↓↓↓

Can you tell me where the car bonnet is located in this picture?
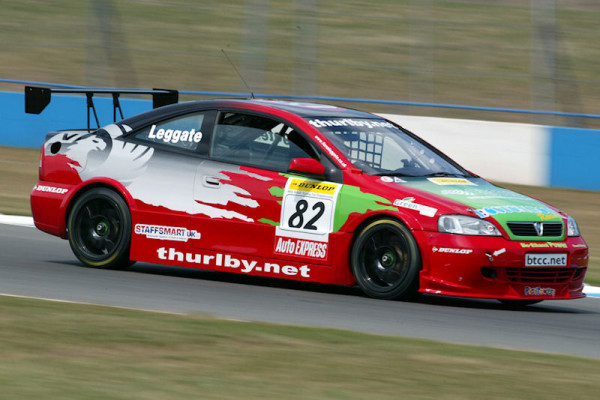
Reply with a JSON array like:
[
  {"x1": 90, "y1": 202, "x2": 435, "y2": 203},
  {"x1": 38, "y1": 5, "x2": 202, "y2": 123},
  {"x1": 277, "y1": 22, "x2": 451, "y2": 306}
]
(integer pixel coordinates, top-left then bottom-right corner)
[{"x1": 402, "y1": 177, "x2": 564, "y2": 240}]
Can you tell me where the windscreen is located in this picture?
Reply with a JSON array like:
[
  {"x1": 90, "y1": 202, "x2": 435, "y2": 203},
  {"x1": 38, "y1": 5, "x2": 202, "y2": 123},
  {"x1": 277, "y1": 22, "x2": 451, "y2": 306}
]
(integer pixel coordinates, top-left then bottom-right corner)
[{"x1": 309, "y1": 118, "x2": 469, "y2": 176}]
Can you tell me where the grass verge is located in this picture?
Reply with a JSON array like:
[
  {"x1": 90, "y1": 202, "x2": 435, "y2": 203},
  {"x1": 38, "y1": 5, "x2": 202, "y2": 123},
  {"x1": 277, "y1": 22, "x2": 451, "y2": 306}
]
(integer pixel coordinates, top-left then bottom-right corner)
[{"x1": 0, "y1": 296, "x2": 600, "y2": 400}]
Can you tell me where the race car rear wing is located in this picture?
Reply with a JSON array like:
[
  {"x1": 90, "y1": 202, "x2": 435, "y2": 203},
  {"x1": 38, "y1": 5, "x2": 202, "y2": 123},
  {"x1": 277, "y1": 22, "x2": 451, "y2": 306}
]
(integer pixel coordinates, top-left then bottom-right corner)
[{"x1": 25, "y1": 86, "x2": 179, "y2": 131}]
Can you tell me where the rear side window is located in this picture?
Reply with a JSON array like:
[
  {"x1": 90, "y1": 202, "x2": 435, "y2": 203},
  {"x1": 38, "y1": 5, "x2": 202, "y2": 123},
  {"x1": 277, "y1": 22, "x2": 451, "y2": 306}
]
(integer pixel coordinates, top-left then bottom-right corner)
[
  {"x1": 211, "y1": 112, "x2": 317, "y2": 172},
  {"x1": 134, "y1": 112, "x2": 208, "y2": 152}
]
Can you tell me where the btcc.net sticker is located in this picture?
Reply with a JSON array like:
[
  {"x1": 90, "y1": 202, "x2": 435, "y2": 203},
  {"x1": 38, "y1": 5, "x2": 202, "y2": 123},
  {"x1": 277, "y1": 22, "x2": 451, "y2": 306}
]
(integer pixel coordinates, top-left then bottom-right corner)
[{"x1": 525, "y1": 253, "x2": 567, "y2": 267}]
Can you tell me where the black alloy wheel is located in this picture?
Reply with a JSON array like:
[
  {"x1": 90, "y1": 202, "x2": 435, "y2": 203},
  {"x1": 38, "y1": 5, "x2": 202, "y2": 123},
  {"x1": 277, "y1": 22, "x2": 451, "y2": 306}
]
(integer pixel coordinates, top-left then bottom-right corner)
[
  {"x1": 67, "y1": 188, "x2": 132, "y2": 268},
  {"x1": 351, "y1": 219, "x2": 421, "y2": 300}
]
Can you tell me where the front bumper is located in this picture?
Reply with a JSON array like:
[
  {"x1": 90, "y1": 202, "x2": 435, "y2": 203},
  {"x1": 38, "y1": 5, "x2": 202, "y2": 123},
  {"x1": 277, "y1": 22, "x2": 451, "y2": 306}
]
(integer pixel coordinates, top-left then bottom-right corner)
[{"x1": 415, "y1": 231, "x2": 588, "y2": 300}]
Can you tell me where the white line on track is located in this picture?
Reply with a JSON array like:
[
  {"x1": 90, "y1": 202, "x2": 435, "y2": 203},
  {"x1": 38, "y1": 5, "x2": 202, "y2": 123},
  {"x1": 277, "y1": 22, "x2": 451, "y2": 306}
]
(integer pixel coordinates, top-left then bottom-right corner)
[{"x1": 0, "y1": 214, "x2": 600, "y2": 301}]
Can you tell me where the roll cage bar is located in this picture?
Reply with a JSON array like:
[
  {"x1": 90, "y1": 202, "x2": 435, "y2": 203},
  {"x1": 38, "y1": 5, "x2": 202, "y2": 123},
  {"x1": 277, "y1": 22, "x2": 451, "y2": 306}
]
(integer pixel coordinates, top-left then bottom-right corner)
[{"x1": 25, "y1": 86, "x2": 179, "y2": 131}]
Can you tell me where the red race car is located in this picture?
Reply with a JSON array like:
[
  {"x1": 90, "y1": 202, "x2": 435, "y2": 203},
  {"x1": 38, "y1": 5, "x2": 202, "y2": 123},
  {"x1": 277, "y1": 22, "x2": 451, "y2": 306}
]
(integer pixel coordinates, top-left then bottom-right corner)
[{"x1": 26, "y1": 88, "x2": 588, "y2": 304}]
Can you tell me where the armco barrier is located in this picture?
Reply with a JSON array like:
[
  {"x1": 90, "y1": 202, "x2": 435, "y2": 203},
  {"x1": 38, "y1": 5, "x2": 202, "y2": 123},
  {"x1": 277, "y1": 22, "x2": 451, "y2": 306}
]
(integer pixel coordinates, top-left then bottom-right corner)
[{"x1": 0, "y1": 92, "x2": 600, "y2": 190}]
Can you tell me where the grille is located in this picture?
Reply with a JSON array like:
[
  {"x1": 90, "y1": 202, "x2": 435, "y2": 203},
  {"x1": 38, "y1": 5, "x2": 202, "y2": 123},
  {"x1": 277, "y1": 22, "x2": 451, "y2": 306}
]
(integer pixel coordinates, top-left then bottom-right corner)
[
  {"x1": 506, "y1": 268, "x2": 577, "y2": 284},
  {"x1": 507, "y1": 222, "x2": 563, "y2": 237}
]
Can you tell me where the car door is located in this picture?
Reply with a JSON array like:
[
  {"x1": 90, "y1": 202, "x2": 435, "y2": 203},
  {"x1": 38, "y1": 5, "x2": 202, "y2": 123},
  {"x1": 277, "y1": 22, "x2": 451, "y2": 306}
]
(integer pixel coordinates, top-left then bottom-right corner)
[{"x1": 193, "y1": 112, "x2": 341, "y2": 264}]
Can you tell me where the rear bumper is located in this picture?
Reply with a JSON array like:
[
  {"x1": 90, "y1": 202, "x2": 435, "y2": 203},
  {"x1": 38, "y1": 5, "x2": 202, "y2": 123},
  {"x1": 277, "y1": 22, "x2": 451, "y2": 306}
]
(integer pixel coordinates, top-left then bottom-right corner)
[{"x1": 420, "y1": 232, "x2": 588, "y2": 300}]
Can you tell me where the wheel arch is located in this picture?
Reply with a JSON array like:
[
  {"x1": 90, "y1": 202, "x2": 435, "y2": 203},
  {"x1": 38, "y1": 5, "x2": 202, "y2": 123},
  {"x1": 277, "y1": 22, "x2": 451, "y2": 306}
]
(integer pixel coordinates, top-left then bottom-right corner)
[
  {"x1": 62, "y1": 178, "x2": 135, "y2": 231},
  {"x1": 347, "y1": 213, "x2": 423, "y2": 299}
]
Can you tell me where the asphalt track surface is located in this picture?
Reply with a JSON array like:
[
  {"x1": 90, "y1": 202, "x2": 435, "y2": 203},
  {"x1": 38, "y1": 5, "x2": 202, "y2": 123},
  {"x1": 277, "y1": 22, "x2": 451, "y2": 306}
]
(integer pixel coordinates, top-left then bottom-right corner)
[{"x1": 0, "y1": 223, "x2": 600, "y2": 358}]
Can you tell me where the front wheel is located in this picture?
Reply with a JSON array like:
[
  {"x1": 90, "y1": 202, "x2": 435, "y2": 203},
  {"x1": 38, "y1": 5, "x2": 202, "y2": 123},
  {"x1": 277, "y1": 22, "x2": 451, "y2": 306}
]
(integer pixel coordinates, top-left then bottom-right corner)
[
  {"x1": 351, "y1": 219, "x2": 421, "y2": 300},
  {"x1": 67, "y1": 188, "x2": 132, "y2": 268}
]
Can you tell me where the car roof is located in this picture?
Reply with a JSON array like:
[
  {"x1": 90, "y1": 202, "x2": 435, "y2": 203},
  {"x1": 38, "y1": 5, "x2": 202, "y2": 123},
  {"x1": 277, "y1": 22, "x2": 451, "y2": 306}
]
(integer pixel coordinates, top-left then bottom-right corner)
[{"x1": 119, "y1": 99, "x2": 381, "y2": 127}]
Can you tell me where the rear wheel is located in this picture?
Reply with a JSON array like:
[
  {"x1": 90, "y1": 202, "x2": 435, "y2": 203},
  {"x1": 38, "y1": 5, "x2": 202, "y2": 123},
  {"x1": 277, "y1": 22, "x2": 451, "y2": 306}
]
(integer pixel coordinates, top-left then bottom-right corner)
[
  {"x1": 67, "y1": 188, "x2": 132, "y2": 268},
  {"x1": 351, "y1": 219, "x2": 421, "y2": 299}
]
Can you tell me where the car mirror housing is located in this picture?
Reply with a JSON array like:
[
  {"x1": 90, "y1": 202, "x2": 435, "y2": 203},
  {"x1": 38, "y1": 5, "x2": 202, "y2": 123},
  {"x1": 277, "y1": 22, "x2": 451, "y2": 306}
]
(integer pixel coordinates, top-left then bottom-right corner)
[{"x1": 288, "y1": 158, "x2": 325, "y2": 175}]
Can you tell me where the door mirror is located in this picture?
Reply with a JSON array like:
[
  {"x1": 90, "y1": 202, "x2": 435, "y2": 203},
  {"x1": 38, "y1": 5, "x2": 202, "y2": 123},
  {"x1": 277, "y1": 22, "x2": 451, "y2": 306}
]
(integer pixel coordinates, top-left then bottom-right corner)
[{"x1": 288, "y1": 158, "x2": 325, "y2": 175}]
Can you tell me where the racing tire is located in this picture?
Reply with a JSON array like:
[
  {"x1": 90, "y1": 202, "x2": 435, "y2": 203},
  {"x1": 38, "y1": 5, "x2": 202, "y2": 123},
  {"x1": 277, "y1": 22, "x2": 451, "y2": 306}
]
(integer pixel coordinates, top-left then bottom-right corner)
[
  {"x1": 67, "y1": 188, "x2": 133, "y2": 269},
  {"x1": 350, "y1": 219, "x2": 421, "y2": 300}
]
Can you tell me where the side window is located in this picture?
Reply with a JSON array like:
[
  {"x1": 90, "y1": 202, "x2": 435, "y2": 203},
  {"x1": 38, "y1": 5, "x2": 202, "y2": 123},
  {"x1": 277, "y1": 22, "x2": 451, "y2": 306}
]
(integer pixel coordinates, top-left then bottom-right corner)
[
  {"x1": 135, "y1": 113, "x2": 207, "y2": 151},
  {"x1": 211, "y1": 113, "x2": 316, "y2": 172}
]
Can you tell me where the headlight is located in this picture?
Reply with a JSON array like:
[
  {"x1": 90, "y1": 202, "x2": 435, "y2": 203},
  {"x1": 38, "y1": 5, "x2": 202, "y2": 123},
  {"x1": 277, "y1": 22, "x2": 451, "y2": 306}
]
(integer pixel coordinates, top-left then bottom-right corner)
[
  {"x1": 567, "y1": 217, "x2": 581, "y2": 236},
  {"x1": 438, "y1": 215, "x2": 502, "y2": 236}
]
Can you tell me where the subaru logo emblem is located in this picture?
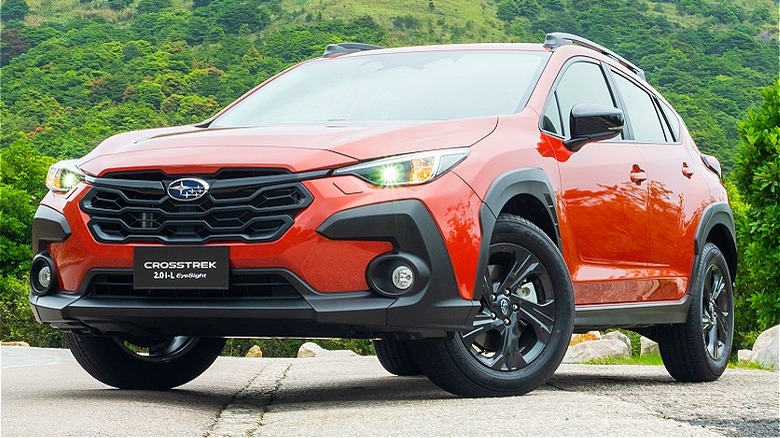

↑↑↑

▸ **TASK**:
Revise the lines from the one containing "Can you tell me where the headlight" through the end of the records by replacing "JSON array" with "JSON list" and changing nothing else. Give only those lines, and leave out the pictures.

▸ **EXERCISE ANSWER**:
Can you tell me where the headlight is located in this picture?
Reply with a JSON list like:
[
  {"x1": 90, "y1": 202, "x2": 435, "y2": 203},
  {"x1": 38, "y1": 5, "x2": 202, "y2": 123},
  {"x1": 277, "y1": 22, "x2": 451, "y2": 306}
]
(integer pixel coordinates, top-left then bottom-right corner)
[
  {"x1": 567, "y1": 217, "x2": 581, "y2": 236},
  {"x1": 438, "y1": 215, "x2": 502, "y2": 236}
]
Can you tell me where the subaru logo emblem is located in this picture?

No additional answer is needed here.